____ DATA SUPPLIED

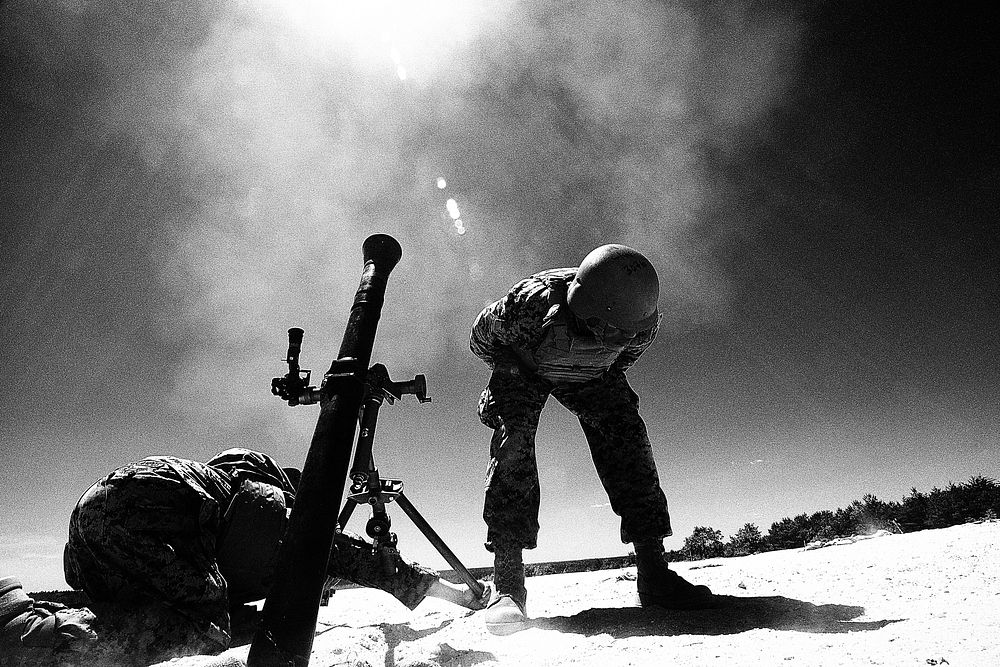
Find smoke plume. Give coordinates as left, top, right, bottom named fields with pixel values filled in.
left=1, top=0, right=806, bottom=441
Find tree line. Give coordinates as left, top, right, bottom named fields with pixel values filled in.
left=672, top=475, right=1000, bottom=561
left=436, top=476, right=1000, bottom=580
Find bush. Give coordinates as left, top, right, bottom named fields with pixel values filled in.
left=925, top=484, right=965, bottom=528
left=959, top=476, right=1000, bottom=521
left=682, top=526, right=725, bottom=560
left=898, top=487, right=929, bottom=532
left=727, top=523, right=765, bottom=556
left=765, top=514, right=811, bottom=550
left=681, top=476, right=999, bottom=561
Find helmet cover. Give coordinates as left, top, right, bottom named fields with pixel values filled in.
left=566, top=244, right=659, bottom=331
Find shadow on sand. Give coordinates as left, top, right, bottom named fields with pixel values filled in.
left=529, top=595, right=902, bottom=637
left=376, top=618, right=497, bottom=667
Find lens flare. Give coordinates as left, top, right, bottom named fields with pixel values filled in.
left=272, top=0, right=496, bottom=81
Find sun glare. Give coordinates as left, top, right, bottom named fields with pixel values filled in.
left=274, top=0, right=489, bottom=80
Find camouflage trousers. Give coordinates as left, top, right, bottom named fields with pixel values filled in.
left=63, top=462, right=232, bottom=656
left=328, top=531, right=438, bottom=611
left=479, top=367, right=672, bottom=551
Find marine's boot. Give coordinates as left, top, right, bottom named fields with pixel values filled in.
left=634, top=541, right=717, bottom=609
left=484, top=546, right=528, bottom=635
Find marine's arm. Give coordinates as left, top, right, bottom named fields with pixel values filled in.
left=470, top=276, right=553, bottom=370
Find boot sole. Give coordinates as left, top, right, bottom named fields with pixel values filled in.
left=485, top=617, right=529, bottom=636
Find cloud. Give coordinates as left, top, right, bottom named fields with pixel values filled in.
left=3, top=0, right=806, bottom=440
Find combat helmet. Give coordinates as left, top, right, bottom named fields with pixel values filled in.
left=566, top=244, right=659, bottom=332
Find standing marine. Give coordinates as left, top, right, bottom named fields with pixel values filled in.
left=470, top=243, right=716, bottom=634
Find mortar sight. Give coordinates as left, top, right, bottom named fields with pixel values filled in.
left=271, top=327, right=320, bottom=406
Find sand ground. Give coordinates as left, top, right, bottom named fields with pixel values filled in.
left=157, top=521, right=999, bottom=667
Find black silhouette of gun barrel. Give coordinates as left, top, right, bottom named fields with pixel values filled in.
left=249, top=234, right=403, bottom=667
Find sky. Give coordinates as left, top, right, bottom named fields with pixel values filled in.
left=1, top=0, right=997, bottom=593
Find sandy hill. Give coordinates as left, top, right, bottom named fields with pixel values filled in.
left=155, top=520, right=999, bottom=667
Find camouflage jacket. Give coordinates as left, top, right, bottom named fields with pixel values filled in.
left=109, top=448, right=296, bottom=508
left=470, top=268, right=658, bottom=376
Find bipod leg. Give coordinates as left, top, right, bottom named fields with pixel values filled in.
left=394, top=492, right=485, bottom=599
left=338, top=497, right=359, bottom=530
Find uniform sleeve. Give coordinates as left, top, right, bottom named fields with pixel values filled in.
left=470, top=276, right=552, bottom=369
left=610, top=315, right=660, bottom=373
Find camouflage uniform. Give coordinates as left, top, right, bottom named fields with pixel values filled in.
left=63, top=448, right=436, bottom=653
left=471, top=269, right=672, bottom=552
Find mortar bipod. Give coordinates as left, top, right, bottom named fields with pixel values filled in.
left=336, top=363, right=485, bottom=599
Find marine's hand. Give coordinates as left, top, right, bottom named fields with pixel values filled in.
left=53, top=607, right=98, bottom=649
left=494, top=347, right=537, bottom=375
left=478, top=387, right=503, bottom=429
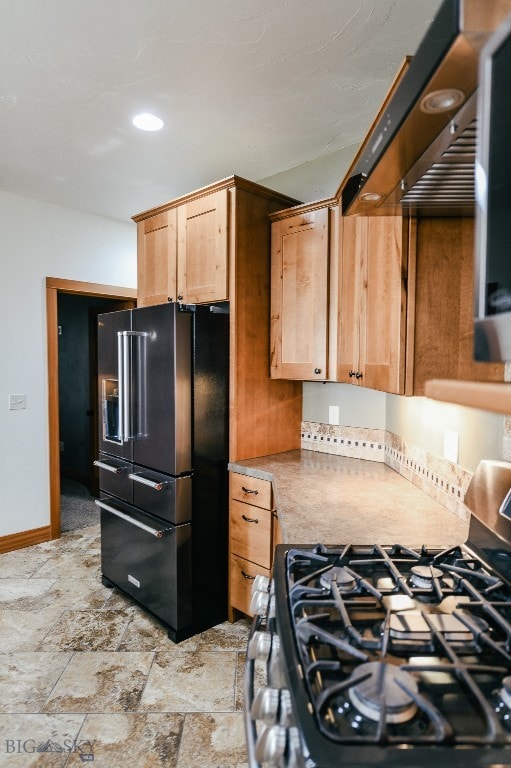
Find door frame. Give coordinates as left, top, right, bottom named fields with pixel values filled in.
left=46, top=277, right=137, bottom=538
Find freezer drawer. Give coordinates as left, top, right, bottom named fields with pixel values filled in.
left=94, top=453, right=132, bottom=503
left=98, top=495, right=192, bottom=634
left=131, top=465, right=192, bottom=524
left=95, top=454, right=192, bottom=524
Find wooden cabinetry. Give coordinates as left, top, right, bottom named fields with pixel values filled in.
left=136, top=188, right=228, bottom=307
left=134, top=176, right=303, bottom=462
left=406, top=217, right=504, bottom=395
left=228, top=472, right=276, bottom=619
left=176, top=188, right=228, bottom=304
left=270, top=205, right=331, bottom=380
left=270, top=204, right=408, bottom=394
left=337, top=215, right=408, bottom=394
left=137, top=210, right=177, bottom=307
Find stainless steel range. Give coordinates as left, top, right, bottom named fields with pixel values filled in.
left=245, top=460, right=511, bottom=767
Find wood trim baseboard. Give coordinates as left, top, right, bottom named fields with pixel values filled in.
left=0, top=526, right=52, bottom=554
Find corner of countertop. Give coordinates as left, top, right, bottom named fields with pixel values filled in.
left=227, top=462, right=275, bottom=482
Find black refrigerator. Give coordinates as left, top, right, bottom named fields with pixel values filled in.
left=95, top=301, right=229, bottom=642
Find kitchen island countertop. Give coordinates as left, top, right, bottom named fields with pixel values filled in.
left=228, top=450, right=469, bottom=546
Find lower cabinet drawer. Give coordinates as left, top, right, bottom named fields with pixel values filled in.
left=229, top=554, right=270, bottom=617
left=230, top=499, right=272, bottom=569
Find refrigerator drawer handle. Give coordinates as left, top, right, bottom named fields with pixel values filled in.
left=93, top=460, right=126, bottom=475
left=95, top=500, right=171, bottom=538
left=242, top=514, right=259, bottom=524
left=128, top=473, right=168, bottom=491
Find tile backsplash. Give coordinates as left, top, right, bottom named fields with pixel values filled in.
left=302, top=420, right=471, bottom=522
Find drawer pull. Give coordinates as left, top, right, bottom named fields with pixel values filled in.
left=95, top=500, right=171, bottom=538
left=242, top=514, right=259, bottom=524
left=241, top=486, right=259, bottom=495
left=128, top=472, right=167, bottom=491
left=94, top=460, right=126, bottom=474
left=241, top=570, right=255, bottom=580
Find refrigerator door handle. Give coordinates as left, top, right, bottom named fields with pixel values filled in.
left=95, top=500, right=172, bottom=538
left=128, top=472, right=168, bottom=492
left=117, top=331, right=126, bottom=443
left=118, top=330, right=148, bottom=442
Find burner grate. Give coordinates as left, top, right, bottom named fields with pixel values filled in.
left=285, top=543, right=511, bottom=748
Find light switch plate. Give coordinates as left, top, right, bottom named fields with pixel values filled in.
left=9, top=394, right=26, bottom=410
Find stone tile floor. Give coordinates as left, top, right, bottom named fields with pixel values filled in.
left=0, top=524, right=252, bottom=767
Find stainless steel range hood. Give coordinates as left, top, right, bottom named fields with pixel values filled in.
left=341, top=0, right=511, bottom=217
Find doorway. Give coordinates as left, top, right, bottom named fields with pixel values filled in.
left=46, top=277, right=137, bottom=538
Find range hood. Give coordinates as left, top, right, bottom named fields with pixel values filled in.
left=341, top=0, right=511, bottom=217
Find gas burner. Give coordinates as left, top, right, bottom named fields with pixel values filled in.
left=410, top=565, right=443, bottom=589
left=348, top=661, right=419, bottom=724
left=320, top=566, right=356, bottom=593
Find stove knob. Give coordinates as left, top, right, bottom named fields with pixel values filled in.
left=268, top=592, right=276, bottom=619
left=250, top=686, right=281, bottom=725
left=278, top=688, right=294, bottom=727
left=254, top=725, right=286, bottom=767
left=268, top=636, right=287, bottom=689
left=286, top=726, right=306, bottom=768
left=250, top=588, right=270, bottom=617
left=247, top=630, right=272, bottom=661
left=252, top=574, right=270, bottom=595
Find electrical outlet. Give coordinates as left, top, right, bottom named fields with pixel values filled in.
left=328, top=405, right=340, bottom=426
left=444, top=430, right=459, bottom=464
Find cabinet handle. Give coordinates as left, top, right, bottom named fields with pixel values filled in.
left=349, top=370, right=356, bottom=378
left=167, top=297, right=173, bottom=302
left=355, top=371, right=363, bottom=379
left=242, top=514, right=259, bottom=524
left=242, top=486, right=258, bottom=495
left=177, top=294, right=183, bottom=301
left=241, top=570, right=255, bottom=580
left=314, top=368, right=321, bottom=375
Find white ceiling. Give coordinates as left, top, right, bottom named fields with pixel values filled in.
left=0, top=0, right=442, bottom=222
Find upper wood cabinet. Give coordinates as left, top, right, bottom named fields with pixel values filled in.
left=177, top=189, right=228, bottom=304
left=337, top=216, right=408, bottom=394
left=134, top=176, right=304, bottom=462
left=407, top=217, right=504, bottom=395
left=270, top=206, right=330, bottom=380
left=136, top=188, right=228, bottom=307
left=137, top=210, right=177, bottom=307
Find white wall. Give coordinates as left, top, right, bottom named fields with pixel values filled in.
left=0, top=190, right=136, bottom=538
left=258, top=143, right=360, bottom=204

________

**PROBLEM DETAILS:**
Write out only what runs from the line holding "Find cabinet handle." through the last line of the records, exactly as shown.

**RESPONSE:**
Find cabinet handle. Give coordinates as left, top, right, bottom named fields with pixel values filled in.
left=349, top=370, right=356, bottom=378
left=167, top=297, right=173, bottom=302
left=355, top=371, right=363, bottom=379
left=242, top=514, right=259, bottom=524
left=242, top=486, right=258, bottom=495
left=177, top=294, right=183, bottom=301
left=241, top=570, right=255, bottom=580
left=314, top=368, right=321, bottom=375
Find white ceiling. Give coordinates as left, top, right, bottom named fields with pixel values filled in.
left=0, top=0, right=442, bottom=222
Find upper wood cabinet. Give coordinates as left, top, right, bottom named fields with pixel values filled in.
left=177, top=189, right=228, bottom=304
left=337, top=216, right=408, bottom=394
left=134, top=176, right=304, bottom=462
left=407, top=217, right=504, bottom=395
left=270, top=206, right=330, bottom=380
left=136, top=188, right=228, bottom=307
left=137, top=210, right=177, bottom=307
Find white wall. Give coordinates as left, top, right, bottom named fields with pixel values filled in.
left=0, top=190, right=136, bottom=538
left=258, top=143, right=360, bottom=204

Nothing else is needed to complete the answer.